Work to complete
Retype the data below without altering anything.

Dataset rows
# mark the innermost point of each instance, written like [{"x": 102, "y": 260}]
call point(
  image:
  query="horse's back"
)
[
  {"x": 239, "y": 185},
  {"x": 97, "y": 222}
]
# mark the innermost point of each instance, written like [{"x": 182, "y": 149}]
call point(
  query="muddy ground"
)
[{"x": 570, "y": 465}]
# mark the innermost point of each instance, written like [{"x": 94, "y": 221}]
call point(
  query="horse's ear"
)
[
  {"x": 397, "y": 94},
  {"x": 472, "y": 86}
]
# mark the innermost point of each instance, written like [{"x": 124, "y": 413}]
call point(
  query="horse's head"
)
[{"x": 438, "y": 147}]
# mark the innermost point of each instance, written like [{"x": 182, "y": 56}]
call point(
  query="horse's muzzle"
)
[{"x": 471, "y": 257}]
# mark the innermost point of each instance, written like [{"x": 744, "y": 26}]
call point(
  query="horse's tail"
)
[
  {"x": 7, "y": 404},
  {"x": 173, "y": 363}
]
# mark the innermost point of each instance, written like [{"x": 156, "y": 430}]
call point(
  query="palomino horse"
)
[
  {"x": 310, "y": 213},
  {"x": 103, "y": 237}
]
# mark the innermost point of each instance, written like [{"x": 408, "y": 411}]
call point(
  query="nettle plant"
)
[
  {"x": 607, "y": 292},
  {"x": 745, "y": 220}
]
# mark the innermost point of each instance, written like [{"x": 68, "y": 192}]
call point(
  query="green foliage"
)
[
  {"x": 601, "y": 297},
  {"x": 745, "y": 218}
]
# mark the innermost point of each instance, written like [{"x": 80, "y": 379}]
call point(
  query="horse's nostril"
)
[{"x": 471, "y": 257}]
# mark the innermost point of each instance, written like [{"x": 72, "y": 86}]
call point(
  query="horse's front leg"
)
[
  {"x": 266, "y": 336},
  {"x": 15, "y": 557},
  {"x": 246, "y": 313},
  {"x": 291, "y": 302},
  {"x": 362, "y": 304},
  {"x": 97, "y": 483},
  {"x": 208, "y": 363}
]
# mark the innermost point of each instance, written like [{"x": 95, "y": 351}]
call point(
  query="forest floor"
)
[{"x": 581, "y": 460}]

Correct answer
# mark the innermost point of each instance, written like [{"x": 102, "y": 260}]
call point(
  image:
  query="horse's back"
)
[
  {"x": 239, "y": 185},
  {"x": 97, "y": 222}
]
# mark the innermost point of each instance, written like [{"x": 182, "y": 149}]
call point(
  query="muddy ground"
)
[{"x": 570, "y": 465}]
# mark the innermost point of each instance, written like [{"x": 94, "y": 221}]
call point(
  query="horse's ear"
)
[
  {"x": 397, "y": 94},
  {"x": 472, "y": 86}
]
# mark the innermost point of each instance, written like [{"x": 124, "y": 413}]
call point(
  query="horse's head"
)
[{"x": 438, "y": 147}]
# mark the innermost point of each instance, written like [{"x": 182, "y": 56}]
call point(
  query="horse's muzzle"
)
[{"x": 471, "y": 257}]
# mark the innermost point of each instance, written like [{"x": 744, "y": 26}]
call point(
  query="horse's tail"
)
[
  {"x": 7, "y": 404},
  {"x": 173, "y": 363}
]
# mark the innermost point of each instance, written like [{"x": 156, "y": 430}]
call point(
  query="palomino horse"
)
[
  {"x": 310, "y": 213},
  {"x": 103, "y": 237}
]
# mark the innermost point of each instance, written like [{"x": 408, "y": 411}]
call point(
  query="nettle plant"
)
[
  {"x": 607, "y": 292},
  {"x": 745, "y": 220}
]
# mark the innermost point of each instance, written like [{"x": 68, "y": 192}]
call point(
  query="green foliage"
)
[
  {"x": 601, "y": 297},
  {"x": 745, "y": 218}
]
# mark the innermost point of each instance, written like [{"x": 80, "y": 379}]
call point(
  query="horse's nostril"
)
[{"x": 471, "y": 257}]
# mark the innermost point of each instance, written like [{"x": 72, "y": 86}]
call point(
  query="horse's front leg"
)
[
  {"x": 266, "y": 336},
  {"x": 15, "y": 557},
  {"x": 246, "y": 313},
  {"x": 291, "y": 302},
  {"x": 362, "y": 304},
  {"x": 97, "y": 483},
  {"x": 208, "y": 363}
]
# mark the innermost point of each instance, written like [{"x": 95, "y": 351}]
call point(
  query="forest floor"
)
[{"x": 581, "y": 460}]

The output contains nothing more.